START Supplied records

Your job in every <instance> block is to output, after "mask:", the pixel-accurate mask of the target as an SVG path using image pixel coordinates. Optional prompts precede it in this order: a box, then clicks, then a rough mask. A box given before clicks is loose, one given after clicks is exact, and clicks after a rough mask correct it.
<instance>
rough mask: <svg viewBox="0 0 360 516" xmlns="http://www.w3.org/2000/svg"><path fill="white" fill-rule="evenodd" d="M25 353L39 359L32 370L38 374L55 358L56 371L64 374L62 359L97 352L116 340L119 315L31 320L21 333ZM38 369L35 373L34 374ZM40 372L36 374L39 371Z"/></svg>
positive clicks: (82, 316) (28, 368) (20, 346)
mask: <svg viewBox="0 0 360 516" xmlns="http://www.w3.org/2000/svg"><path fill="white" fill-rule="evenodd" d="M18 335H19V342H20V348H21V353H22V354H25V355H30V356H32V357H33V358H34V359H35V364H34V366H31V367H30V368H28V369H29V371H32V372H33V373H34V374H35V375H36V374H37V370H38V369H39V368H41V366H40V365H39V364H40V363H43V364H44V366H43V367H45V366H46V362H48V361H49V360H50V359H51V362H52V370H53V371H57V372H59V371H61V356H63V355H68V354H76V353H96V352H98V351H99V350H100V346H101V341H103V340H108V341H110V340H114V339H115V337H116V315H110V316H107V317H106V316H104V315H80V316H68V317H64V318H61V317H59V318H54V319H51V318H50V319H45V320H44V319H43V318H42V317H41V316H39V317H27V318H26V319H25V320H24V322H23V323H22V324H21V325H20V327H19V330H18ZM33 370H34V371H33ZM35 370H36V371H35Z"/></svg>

END Supplied records
START Supplied records

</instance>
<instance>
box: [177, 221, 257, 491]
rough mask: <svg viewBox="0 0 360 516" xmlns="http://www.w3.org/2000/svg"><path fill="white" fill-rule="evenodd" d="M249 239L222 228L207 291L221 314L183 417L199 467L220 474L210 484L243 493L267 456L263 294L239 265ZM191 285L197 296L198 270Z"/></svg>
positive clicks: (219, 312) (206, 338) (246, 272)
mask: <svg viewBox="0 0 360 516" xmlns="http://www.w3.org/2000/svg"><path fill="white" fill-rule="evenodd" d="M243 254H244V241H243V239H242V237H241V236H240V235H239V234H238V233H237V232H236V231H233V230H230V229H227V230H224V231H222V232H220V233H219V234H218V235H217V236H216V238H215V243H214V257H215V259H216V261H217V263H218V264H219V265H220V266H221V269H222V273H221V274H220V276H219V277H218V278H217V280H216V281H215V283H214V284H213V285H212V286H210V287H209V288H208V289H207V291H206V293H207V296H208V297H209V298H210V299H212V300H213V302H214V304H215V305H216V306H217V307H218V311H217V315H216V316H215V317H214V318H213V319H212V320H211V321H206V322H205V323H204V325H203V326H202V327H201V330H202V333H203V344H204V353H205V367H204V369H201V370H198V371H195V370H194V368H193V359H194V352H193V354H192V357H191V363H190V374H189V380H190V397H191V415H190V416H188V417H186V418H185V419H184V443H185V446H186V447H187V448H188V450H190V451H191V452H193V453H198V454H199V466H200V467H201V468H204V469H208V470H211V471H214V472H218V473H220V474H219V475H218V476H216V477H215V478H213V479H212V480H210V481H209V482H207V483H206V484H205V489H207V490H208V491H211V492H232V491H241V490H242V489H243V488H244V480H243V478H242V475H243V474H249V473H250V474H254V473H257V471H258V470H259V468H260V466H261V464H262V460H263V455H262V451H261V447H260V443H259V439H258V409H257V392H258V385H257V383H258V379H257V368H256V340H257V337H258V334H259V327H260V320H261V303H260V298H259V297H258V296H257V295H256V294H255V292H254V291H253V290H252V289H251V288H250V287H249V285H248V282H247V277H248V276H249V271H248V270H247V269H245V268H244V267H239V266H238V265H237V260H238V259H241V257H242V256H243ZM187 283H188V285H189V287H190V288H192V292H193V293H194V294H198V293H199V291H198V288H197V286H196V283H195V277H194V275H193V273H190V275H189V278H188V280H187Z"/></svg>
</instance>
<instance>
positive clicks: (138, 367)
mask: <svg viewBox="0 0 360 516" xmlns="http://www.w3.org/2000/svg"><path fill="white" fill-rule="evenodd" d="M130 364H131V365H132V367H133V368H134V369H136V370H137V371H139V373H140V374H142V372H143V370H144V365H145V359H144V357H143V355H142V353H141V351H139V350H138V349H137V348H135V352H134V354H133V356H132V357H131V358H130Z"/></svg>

END Supplied records
START Supplied records

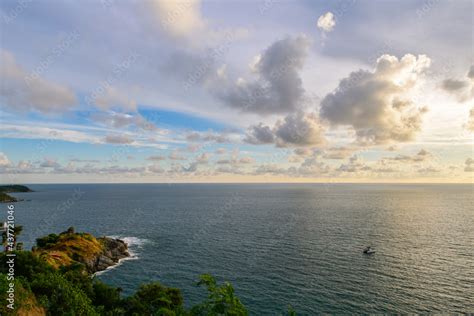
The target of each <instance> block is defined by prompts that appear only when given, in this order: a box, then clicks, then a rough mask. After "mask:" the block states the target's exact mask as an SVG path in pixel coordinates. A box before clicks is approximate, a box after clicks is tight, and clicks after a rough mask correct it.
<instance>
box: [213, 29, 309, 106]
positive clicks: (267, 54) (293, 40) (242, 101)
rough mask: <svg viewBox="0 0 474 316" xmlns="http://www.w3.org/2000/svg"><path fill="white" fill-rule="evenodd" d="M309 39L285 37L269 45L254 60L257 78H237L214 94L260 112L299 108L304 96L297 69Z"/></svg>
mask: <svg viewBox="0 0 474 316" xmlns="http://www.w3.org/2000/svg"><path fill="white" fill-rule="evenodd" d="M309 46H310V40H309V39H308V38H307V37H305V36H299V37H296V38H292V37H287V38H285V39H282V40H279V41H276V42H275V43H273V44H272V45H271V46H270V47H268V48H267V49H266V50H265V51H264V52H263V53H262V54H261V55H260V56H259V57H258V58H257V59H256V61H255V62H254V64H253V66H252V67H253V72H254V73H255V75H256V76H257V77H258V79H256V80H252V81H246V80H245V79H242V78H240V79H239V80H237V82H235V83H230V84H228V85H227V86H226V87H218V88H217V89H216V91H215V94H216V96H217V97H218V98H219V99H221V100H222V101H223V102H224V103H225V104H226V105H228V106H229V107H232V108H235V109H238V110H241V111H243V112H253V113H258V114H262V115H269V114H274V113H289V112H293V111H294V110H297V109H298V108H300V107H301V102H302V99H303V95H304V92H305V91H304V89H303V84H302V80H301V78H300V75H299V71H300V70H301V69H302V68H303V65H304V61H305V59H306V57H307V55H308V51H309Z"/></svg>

END Supplied records

■ **Assigned task**: Convert the stretch of rows from the line containing "Your job in" through the line containing "positive clicks: (82, 316)" into a numbered list, leaving out any blank lines.

■ **Response to the task**:
1. Your job in every <instance> block is to output, after "mask:", the pixel-accurate mask of the target as an SVG path using image pixel coordinates. Optional prompts precede it in this order: a box, then clicks, then a rough mask. A box given before clicks is loose, one given after clicks is exact, and clicks after a rough mask correct it.
2. <instance>
3. rough mask: <svg viewBox="0 0 360 516" xmlns="http://www.w3.org/2000/svg"><path fill="white" fill-rule="evenodd" d="M25 353L39 359L32 370L38 374L55 358L56 371L64 374L62 359L97 352L116 340L119 315L31 320L21 333ZM38 369L35 373L34 374ZM40 372L36 374L39 371Z"/></svg>
4. positive clicks: (82, 316) (28, 368) (20, 346)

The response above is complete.